**STATED EXERCISE:**
Print all of the data below verbatim, line for line.
☆ ☆ ☆ ☆ ☆ ☆ ☆
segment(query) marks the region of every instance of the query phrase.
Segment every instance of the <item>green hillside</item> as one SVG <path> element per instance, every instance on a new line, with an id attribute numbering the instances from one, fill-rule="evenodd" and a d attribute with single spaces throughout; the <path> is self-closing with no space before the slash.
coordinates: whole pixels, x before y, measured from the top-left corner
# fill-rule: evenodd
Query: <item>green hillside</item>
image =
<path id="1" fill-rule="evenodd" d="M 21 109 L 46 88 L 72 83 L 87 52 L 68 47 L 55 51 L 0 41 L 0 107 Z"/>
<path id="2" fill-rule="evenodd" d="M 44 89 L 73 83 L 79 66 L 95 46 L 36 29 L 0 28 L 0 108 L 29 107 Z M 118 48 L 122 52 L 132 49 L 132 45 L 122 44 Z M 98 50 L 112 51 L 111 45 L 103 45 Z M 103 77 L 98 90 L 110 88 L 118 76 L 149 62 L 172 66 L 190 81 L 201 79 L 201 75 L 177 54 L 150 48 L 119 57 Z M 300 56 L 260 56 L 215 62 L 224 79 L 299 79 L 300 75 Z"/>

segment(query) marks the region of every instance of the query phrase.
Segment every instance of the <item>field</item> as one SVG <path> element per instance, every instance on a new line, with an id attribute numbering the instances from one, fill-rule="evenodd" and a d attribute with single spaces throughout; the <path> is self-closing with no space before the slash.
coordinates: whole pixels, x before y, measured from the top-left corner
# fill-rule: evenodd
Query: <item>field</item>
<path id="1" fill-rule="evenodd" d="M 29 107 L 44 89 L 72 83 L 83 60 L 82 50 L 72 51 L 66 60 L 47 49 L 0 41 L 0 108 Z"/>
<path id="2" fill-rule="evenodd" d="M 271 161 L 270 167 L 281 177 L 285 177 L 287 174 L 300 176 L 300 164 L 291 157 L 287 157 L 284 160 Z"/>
☆ ☆ ☆ ☆ ☆ ☆ ☆
**RESPONSE:**
segment(query) marks the region of every instance of the query phrase.
Segment every instance of the <item>green hillside</item> as one SVG <path> element per instance, every instance on a new line, with an id attribute numbering the instances from one, fill-rule="evenodd" and a d attribute with single spaces throughout; the <path> is self-closing with no space before the slash.
coordinates: whole pixels, x before y, measured from the top-left corner
# fill-rule: evenodd
Query: <item>green hillside</item>
image =
<path id="1" fill-rule="evenodd" d="M 21 109 L 46 88 L 72 83 L 87 52 L 68 47 L 55 51 L 0 41 L 0 107 Z"/>
<path id="2" fill-rule="evenodd" d="M 44 89 L 73 83 L 79 66 L 95 46 L 36 29 L 0 28 L 0 108 L 29 107 Z M 118 48 L 122 52 L 132 49 L 132 45 L 122 44 Z M 98 50 L 112 51 L 111 45 L 103 45 Z M 103 77 L 98 90 L 110 88 L 118 76 L 149 62 L 172 66 L 190 81 L 201 79 L 201 75 L 177 54 L 150 48 L 119 57 Z M 300 56 L 260 56 L 215 62 L 224 79 L 299 79 L 300 75 Z"/>

segment(query) marks the region of every instance of the query phrase.
Segment every instance of the <item>field</item> as one SVG <path> element per instance, every instance on a new line, with an id attribute numbering the instances from one, fill-rule="evenodd" and a d attribute with single spaces throughout; the <path> is self-closing with no space before the slash.
coordinates: whole pixels, x before y, measured from the top-left corner
# fill-rule: evenodd
Query: <item>field</item>
<path id="1" fill-rule="evenodd" d="M 29 107 L 44 89 L 72 83 L 83 60 L 82 50 L 72 51 L 66 60 L 47 49 L 0 41 L 0 108 Z"/>
<path id="2" fill-rule="evenodd" d="M 271 161 L 270 167 L 281 177 L 285 177 L 287 174 L 300 176 L 300 164 L 291 157 L 287 157 L 284 160 Z"/>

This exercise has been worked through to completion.